(Dataset items)
· · · ·
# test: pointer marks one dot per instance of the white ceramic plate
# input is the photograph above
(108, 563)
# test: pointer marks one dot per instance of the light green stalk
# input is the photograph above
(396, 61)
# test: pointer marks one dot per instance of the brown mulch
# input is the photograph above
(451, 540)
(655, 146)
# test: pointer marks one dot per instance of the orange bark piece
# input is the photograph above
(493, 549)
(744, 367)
· · · ·
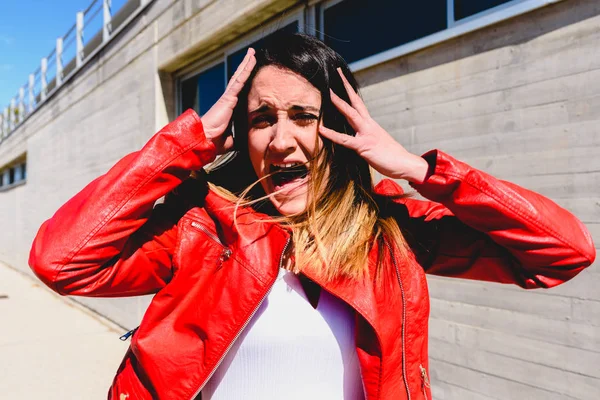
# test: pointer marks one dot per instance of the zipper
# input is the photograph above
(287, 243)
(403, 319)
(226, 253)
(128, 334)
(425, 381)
· · · ·
Pull out every line in the entries above that contains the word "instance", and list them in the order they appear.

» The solution
# test: pointer marks one dot per instance of the white ceramic plate
# test: pointer marks one dot per instance of the light green stalk
# test: pointer marks one dot per instance of the brown mulch
# test: pointer marks one dot per instance of the orange bark piece
# test: pointer marks one dot per instance of the zipper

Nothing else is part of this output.